Data entries:
□ □ □ □ □

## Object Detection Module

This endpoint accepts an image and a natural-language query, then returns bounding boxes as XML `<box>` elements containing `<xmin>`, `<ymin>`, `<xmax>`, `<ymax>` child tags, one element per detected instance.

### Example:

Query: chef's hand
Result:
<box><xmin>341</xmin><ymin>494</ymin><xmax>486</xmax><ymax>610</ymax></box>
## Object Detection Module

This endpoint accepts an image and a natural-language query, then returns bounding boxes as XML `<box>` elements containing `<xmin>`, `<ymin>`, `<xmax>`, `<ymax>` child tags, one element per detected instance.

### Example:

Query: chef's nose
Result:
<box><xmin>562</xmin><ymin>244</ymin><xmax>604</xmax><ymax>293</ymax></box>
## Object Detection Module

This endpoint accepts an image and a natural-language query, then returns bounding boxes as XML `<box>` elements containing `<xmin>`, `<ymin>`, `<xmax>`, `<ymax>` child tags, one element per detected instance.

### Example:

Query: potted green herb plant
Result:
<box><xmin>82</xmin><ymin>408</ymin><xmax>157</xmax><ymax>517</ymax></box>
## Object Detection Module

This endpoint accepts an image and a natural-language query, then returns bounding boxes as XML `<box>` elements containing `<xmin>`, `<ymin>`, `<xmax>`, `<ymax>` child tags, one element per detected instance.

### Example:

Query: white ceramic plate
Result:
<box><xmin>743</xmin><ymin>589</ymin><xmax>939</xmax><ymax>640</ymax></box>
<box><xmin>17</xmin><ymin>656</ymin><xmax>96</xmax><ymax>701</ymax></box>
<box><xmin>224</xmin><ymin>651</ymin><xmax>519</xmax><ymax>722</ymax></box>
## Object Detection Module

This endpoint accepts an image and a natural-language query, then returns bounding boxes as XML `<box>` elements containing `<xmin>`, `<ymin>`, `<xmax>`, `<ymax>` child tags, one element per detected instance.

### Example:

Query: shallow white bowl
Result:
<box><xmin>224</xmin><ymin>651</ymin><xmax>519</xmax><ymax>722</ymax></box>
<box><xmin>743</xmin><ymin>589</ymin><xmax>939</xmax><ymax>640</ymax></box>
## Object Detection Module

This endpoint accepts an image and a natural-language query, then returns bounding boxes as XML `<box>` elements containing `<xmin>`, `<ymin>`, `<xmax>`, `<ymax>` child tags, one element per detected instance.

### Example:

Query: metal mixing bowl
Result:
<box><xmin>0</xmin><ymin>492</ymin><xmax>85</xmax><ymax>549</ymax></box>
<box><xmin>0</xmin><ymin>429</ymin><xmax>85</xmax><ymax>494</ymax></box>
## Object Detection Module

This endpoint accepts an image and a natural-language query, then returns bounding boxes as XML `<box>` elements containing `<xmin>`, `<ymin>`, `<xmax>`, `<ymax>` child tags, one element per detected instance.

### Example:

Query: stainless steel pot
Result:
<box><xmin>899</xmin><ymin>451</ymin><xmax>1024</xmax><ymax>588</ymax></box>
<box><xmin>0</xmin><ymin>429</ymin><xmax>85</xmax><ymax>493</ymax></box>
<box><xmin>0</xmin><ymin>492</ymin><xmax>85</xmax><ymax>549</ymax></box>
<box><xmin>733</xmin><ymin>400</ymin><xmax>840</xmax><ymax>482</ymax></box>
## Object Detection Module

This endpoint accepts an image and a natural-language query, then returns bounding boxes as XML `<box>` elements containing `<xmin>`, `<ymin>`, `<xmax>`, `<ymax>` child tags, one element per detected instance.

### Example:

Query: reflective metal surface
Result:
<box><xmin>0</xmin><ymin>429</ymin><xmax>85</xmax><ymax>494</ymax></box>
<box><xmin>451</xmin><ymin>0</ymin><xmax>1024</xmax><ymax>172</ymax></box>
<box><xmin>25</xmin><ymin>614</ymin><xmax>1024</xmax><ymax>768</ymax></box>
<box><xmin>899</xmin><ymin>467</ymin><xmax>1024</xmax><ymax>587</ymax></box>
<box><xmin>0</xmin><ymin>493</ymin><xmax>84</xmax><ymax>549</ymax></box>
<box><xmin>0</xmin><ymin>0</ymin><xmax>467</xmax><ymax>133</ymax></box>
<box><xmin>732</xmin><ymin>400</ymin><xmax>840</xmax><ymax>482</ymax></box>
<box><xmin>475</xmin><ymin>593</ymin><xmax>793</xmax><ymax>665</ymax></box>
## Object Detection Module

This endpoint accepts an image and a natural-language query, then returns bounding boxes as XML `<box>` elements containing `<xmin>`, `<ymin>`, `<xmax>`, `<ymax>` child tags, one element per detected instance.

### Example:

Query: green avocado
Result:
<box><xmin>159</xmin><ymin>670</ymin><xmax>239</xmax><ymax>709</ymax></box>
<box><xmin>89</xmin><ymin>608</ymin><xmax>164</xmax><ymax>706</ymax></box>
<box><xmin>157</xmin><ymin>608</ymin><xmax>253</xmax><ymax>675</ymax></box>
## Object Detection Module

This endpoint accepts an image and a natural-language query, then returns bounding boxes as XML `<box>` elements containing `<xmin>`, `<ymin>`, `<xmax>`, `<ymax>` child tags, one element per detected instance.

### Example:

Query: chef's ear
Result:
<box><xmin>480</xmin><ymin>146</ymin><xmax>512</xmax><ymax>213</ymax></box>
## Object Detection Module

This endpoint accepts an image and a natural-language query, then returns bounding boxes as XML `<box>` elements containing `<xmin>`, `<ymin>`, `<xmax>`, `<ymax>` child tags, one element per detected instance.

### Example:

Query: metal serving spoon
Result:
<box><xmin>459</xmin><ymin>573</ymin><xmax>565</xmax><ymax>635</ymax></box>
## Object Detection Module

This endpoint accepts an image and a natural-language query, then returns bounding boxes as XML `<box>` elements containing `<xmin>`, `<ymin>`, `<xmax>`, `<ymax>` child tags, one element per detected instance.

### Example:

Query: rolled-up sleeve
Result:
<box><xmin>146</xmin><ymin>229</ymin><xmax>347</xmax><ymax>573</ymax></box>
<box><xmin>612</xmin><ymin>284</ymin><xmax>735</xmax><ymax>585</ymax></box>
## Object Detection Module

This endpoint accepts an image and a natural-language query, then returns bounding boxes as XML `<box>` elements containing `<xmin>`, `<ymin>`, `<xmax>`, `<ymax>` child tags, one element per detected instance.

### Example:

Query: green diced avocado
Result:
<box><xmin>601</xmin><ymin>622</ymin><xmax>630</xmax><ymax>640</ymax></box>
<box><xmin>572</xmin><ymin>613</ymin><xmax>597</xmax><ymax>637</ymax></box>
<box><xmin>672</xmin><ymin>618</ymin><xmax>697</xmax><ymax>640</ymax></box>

□ □ □ □ □

Filter the data entries above and copy out each line that contains the string "green".

> _OUTPUT FOR THIS EXERCISE_
Query: potted green herb plant
Query: green avocado
Query: green diced avocado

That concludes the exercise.